PROMPT 1
In the article about the Harris twins, shorten the paragraph that begins "With topics spanning history" while keeping its main facts.
PROMPT 2
According to the article about the Harris twins, why was being a normal student one of the best parts of college for Alex Harris? Answer in one to three sentences.
PROMPT 3
Duplicate the passage from "When Do Hard" to "for the summer." in the article about the Harris twins.

DOCUMENT SECTION
<<<<
PURCELLVILLE, Va. (World on Campus)–When they were just 19, twins Alex and Brett Harris released their bestselling book “Do Hard Things” four years ago. They encouraged teens to rebel against the low expectations of today’s culture by stepping out of their comfort zones and taking on such challenges as fighting against abortion, learning an activity like public speaking, refusing to watch bad movies or simply performing unassigned household chores — all for the glory of God.

The Harris twins, now seniors at Patrick Henry College in Purcellville, Va., are ready to carry that message into adulthood.

As he reflects on his time in school, Alex Harris has one main piece of advice for next year’s freshmen — beware the freedom that college offers and embrace the new responsibilities as challenges and opportunities to shine.

When Do Hard Things came out in 2008, the twins became mini-celebrities in the nationwide Christian homeschool community. But before that, they were just normal teenagers — with a passion for great things. They first got the idea behind the book in 2005 when their dad set a huge stack of books on the kitchen counter and announced that he was putting them on an intense reading program for the summer.

With topics spanning history, philosophy, theology, science, business and journalism, the pile looked a bit intimidating. But as they read, they become more and more concerned about their generation and the misconceptions about the challenges teens were capable of taking on. In an effort to share their thoughts, the brothers started a blog, founded The Rebelution, a movement to encourage teens to disprove the world’s low expectations for them, and later wrote Do Hard Things.

The book’s publication brought opportunities for speaking engagements, traveling and more writing. And after all the attention the Harris brothers got while still teenagers, one of the best parts about college was being able to be a normal student, Alex Harris said. The twins came to Patrick Henry College with a desire to build relationships and earn respect based on their actual interaction with other students, and not on things others had heard or read about them.

“Thankfully, we were able to come in with a terrific group of classmates who embraced us as ‘Alex and Brett, normal guys’ and not ‘Alex and Brett, authors and speakers’ … so that was really good and healthy and what we wanted,” Harris said.

Frank Guliuzza, a government professor at the college and pre-law adviser for Harris, said the brothers conducted themselves in a way that would never lead anyone to believe they once rode on private jets, spoke on tours with Chuck Norris or were involved in presidential politics.

“I think everyone was pretty amazed by how genuine they were in their willingness to blend in with other students,” Guliuzza said.

Although Harris was an impressive student — seemingly successful at anything he put his mind to — he impressed Guliuzza most by the way he handled defeat. Guliuzza recalled one basketball game in which Harris and his team started ahead, but ended up losing by a huge margin. Harris didn’t let it discourage him but continued to play with enthusiasm and energy, Guliuzza said, noting, “I got to see this guy when he was supremely successful [and] I also got to see him when he and his team were anything but, and he seemed to carry himself the same way.”

Graduating in May with a degree in government, Harris plans to attend law school in the fall. He was accepted at the nation’s top three — Harvard, Yale and Stanford — and has chosen Harvard.

“[L]aw intersects with numerous fields, including government,” Harris said. “Legislation, regulation and judicial decisions are all about making and interpreting the law — so there’s a very strong connection.”
>>>>
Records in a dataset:
<<<<
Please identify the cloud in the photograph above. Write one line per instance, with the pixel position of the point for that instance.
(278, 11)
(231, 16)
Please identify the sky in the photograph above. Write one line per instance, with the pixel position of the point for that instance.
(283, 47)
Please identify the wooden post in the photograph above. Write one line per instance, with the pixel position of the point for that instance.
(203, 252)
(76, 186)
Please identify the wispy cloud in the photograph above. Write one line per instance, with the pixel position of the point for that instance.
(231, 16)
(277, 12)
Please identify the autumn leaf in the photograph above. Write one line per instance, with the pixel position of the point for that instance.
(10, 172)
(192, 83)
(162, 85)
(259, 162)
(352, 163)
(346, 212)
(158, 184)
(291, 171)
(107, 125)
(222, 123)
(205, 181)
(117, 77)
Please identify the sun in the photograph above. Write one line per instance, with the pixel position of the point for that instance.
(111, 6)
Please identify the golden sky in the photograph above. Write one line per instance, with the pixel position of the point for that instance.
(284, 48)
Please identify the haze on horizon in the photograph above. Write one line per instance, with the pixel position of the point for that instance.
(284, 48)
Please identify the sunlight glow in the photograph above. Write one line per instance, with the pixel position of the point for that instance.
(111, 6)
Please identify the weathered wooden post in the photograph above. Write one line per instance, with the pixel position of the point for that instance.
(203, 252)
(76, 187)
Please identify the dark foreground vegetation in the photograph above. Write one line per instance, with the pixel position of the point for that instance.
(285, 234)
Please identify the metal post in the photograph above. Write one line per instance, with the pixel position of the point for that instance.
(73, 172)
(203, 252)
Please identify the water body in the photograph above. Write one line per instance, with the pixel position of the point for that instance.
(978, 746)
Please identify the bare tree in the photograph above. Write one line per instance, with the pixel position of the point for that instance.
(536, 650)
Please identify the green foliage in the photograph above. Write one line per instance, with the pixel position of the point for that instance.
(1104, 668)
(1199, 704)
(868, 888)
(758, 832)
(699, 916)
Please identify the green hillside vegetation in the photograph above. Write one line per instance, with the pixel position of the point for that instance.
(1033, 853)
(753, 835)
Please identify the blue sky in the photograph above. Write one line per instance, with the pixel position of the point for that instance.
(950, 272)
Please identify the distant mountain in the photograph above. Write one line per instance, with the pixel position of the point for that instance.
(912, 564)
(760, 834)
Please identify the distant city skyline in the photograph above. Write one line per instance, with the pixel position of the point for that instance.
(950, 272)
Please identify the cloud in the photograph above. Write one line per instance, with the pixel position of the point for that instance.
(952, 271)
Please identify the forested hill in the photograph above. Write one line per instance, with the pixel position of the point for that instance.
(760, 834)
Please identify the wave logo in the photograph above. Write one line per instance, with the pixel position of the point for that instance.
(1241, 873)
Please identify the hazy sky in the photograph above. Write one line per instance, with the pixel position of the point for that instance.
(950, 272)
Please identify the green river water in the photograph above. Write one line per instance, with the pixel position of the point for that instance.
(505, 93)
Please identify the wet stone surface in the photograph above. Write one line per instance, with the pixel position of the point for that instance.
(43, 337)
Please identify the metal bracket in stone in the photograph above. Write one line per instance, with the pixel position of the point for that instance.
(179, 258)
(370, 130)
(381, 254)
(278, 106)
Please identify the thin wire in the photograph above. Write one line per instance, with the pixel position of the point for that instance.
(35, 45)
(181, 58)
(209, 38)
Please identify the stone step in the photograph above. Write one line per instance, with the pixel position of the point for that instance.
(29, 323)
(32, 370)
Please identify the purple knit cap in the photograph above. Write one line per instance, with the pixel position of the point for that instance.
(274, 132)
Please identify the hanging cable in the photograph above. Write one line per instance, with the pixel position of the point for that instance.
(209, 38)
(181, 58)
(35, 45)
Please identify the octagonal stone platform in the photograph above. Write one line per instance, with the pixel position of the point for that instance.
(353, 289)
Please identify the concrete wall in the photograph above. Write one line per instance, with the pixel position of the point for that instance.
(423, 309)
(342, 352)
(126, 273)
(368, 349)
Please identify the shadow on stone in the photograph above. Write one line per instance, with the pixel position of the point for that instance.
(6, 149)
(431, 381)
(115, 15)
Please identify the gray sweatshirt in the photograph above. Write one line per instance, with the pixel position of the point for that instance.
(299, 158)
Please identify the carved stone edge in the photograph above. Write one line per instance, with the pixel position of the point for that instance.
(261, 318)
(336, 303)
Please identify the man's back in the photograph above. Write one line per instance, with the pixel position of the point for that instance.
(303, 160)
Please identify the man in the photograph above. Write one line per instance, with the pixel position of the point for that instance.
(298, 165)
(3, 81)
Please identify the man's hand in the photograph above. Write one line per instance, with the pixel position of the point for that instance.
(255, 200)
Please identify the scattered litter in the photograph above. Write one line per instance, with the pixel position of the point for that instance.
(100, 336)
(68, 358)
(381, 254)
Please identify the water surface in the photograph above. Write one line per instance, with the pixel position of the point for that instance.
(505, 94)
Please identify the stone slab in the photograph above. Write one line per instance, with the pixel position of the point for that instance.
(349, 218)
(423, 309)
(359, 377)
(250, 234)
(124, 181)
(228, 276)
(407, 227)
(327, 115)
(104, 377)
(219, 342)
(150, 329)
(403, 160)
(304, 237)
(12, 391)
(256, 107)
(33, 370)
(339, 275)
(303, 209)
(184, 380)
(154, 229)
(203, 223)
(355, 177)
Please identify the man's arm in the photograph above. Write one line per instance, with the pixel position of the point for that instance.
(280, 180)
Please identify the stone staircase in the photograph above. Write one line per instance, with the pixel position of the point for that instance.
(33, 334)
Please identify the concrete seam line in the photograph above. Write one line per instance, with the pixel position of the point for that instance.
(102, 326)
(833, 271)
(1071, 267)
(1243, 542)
>>>>
<<<<
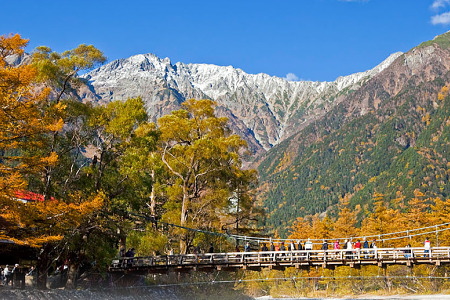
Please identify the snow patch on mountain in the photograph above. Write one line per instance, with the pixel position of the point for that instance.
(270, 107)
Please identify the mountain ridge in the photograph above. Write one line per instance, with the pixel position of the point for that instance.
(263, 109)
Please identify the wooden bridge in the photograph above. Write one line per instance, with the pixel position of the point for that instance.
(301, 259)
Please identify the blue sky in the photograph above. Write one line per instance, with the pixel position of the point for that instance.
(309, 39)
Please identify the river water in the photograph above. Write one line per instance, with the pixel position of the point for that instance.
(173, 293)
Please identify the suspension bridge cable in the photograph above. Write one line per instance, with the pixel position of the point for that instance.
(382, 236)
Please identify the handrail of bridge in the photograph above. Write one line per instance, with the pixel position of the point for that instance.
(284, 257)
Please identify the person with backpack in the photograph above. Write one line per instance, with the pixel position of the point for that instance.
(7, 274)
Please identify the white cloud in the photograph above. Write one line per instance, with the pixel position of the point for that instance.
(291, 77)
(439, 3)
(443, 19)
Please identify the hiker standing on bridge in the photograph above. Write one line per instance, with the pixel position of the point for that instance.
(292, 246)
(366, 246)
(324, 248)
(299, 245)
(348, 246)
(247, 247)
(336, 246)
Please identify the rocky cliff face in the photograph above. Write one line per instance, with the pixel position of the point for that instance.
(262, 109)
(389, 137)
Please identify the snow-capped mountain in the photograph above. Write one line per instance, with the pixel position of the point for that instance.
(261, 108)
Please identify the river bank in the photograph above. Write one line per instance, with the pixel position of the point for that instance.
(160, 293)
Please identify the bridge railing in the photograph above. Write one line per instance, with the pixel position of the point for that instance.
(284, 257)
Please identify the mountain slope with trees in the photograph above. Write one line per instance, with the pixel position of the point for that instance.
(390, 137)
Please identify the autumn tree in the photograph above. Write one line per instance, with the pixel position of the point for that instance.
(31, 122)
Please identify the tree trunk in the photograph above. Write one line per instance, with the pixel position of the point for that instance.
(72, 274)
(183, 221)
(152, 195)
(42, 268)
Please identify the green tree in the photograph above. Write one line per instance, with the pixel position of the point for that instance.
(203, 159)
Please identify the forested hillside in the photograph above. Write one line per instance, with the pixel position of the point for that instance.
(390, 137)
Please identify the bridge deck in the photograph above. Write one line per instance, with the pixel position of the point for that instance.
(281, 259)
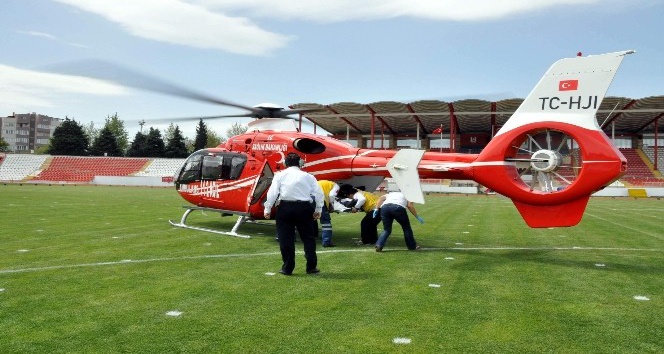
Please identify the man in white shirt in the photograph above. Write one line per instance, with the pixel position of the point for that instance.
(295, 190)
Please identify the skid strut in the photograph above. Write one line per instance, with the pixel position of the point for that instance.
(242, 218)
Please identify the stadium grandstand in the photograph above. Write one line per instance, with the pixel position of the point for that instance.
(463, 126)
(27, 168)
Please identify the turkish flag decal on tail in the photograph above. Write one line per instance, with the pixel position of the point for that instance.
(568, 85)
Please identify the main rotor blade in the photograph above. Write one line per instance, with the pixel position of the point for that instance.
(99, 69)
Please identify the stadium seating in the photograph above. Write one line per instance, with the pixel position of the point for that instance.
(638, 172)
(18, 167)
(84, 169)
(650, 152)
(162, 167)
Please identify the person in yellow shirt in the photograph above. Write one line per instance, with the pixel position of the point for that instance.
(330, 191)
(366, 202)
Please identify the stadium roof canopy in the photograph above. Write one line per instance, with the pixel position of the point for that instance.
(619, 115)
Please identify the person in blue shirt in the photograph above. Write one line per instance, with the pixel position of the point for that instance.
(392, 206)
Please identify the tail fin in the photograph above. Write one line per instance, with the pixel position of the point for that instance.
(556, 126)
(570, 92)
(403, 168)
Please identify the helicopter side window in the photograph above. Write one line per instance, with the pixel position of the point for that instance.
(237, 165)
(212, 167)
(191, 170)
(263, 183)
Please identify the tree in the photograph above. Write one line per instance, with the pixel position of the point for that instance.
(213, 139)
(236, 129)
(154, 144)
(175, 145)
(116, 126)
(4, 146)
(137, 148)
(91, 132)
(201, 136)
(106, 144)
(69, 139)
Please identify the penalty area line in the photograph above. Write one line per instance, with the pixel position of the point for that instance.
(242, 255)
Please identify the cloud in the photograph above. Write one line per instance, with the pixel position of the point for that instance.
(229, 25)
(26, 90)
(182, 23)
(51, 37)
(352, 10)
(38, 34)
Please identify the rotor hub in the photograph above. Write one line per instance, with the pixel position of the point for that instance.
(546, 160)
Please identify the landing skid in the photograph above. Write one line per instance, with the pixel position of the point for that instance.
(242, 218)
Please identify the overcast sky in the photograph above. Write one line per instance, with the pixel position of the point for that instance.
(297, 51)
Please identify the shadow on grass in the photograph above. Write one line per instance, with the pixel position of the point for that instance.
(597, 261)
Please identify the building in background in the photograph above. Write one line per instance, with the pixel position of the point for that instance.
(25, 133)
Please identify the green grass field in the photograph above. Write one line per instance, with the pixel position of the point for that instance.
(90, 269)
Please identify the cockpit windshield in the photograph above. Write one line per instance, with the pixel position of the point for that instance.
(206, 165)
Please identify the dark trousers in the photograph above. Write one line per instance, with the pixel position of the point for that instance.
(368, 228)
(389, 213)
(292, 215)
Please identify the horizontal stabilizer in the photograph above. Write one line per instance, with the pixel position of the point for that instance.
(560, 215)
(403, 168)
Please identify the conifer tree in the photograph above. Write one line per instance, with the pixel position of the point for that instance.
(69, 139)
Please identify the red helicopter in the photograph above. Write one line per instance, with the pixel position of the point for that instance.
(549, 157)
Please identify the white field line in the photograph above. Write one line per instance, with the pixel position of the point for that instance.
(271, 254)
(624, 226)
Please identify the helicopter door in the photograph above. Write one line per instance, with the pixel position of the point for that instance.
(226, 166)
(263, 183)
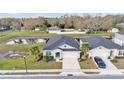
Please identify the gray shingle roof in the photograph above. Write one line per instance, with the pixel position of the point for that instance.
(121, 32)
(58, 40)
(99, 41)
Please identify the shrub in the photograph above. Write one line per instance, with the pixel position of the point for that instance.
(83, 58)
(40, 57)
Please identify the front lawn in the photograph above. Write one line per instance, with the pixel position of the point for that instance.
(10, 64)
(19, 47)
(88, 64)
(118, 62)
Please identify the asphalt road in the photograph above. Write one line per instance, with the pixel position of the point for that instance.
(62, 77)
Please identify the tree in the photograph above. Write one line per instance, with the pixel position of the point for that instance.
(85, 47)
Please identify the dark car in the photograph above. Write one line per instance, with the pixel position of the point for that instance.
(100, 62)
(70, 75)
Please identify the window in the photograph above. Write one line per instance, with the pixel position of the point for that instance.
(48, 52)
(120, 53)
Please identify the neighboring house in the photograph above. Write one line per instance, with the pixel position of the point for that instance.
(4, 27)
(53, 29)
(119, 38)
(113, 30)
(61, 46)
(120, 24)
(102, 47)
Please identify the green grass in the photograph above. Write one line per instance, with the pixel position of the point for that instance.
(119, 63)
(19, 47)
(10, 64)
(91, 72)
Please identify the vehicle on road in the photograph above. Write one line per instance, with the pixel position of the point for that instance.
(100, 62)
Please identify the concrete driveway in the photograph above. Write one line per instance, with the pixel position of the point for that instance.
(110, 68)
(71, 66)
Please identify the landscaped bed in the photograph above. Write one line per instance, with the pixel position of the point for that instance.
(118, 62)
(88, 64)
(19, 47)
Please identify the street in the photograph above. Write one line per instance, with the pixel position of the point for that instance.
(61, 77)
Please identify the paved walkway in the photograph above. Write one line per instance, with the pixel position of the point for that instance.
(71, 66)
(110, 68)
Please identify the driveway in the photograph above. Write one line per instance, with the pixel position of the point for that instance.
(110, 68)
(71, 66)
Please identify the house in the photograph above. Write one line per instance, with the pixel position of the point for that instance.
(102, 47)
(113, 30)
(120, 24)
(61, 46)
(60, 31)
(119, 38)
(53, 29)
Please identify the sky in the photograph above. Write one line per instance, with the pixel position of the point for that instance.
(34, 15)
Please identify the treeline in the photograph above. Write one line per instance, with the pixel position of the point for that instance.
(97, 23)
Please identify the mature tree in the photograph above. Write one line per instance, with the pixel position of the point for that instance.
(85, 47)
>>>>
TASK SOLUTION 1
The pile of books covered history, philosophy, theology, science, business and journalism, and it looked intimidating. As the brothers read, they grew increasingly concerned about their generation and about misconceptions of what teens could take on. To share their thoughts, they started a blog, founded The Rebelution to encourage teens to disprove the world's low expectations of them, and later wrote Do Hard Things.

TASK SOLUTION 2
The brothers had received a great deal of attention as teenagers. They came to Patrick Henry College wanting to build relationships and earn respect through their actual interaction with other students, not through what others had heard or read about them.

TASK SOLUTION 3
When Do Hard Things came out in 2008, the twins became mini-celebrities in the nationwide Christian homeschool community. But before that, they were just normal teenagers — with a passion for great things. They first got the idea behind the book in 2005 when their dad set a huge stack of books on the kitchen counter and announced that he was putting them on an intense reading program for the summer.